■ YOUR INSTRUCTIONS
Report back every line in the data that includes the string "target".

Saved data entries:
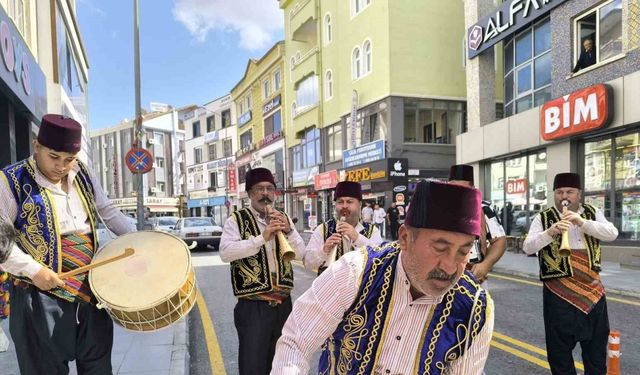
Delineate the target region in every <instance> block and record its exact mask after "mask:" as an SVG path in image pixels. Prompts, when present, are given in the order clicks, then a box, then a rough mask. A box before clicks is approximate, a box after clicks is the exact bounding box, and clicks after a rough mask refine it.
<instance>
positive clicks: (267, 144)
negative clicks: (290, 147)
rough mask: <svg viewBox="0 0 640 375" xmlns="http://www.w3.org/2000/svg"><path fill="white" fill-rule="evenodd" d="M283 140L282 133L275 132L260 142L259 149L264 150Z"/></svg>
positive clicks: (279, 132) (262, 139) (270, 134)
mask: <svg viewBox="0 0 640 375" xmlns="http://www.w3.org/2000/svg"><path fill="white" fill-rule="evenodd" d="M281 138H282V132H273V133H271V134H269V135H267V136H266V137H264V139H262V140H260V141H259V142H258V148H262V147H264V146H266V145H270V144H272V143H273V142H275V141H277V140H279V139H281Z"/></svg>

==

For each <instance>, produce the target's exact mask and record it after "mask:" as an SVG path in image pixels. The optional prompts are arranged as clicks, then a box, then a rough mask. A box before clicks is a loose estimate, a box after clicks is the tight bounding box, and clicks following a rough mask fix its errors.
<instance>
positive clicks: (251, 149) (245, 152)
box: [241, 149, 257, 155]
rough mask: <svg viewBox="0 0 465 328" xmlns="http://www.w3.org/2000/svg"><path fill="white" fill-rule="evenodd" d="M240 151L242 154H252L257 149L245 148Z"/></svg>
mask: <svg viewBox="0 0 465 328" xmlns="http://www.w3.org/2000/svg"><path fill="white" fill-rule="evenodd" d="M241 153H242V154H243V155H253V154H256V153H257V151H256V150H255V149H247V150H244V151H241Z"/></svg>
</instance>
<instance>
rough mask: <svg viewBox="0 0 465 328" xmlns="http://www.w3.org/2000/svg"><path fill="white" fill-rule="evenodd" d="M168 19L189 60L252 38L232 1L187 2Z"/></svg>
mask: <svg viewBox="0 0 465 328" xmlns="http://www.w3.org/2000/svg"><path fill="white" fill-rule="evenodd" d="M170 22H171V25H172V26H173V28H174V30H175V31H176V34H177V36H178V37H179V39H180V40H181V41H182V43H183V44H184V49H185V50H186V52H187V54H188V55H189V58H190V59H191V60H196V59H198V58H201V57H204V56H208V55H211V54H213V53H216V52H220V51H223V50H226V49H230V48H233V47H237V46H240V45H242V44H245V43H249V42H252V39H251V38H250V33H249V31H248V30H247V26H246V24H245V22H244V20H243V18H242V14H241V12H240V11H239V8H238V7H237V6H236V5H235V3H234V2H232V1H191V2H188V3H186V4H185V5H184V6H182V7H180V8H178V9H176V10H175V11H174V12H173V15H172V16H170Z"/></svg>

■ EXERCISE RESPONSE
Delineate the target region in every <instance> block and record its exact mask after "mask:" as an SVG path in image pixels. Prompts, when present, are given in the order clicks, then a box, then a rough mask. A box before clicks is approximate, a box after clicks is the exact bounding box, and clicks after a rough mask refine it.
For each <instance>, produce the target's exact mask and record it after "mask:" as an SVG path in image pixels. The optional prompts are arranged as clicks, then a box, then a rough mask. A box before clicks is a loose estimate, a box after clicks is the tight bounding box, and clicks following a rough mask fix its errors.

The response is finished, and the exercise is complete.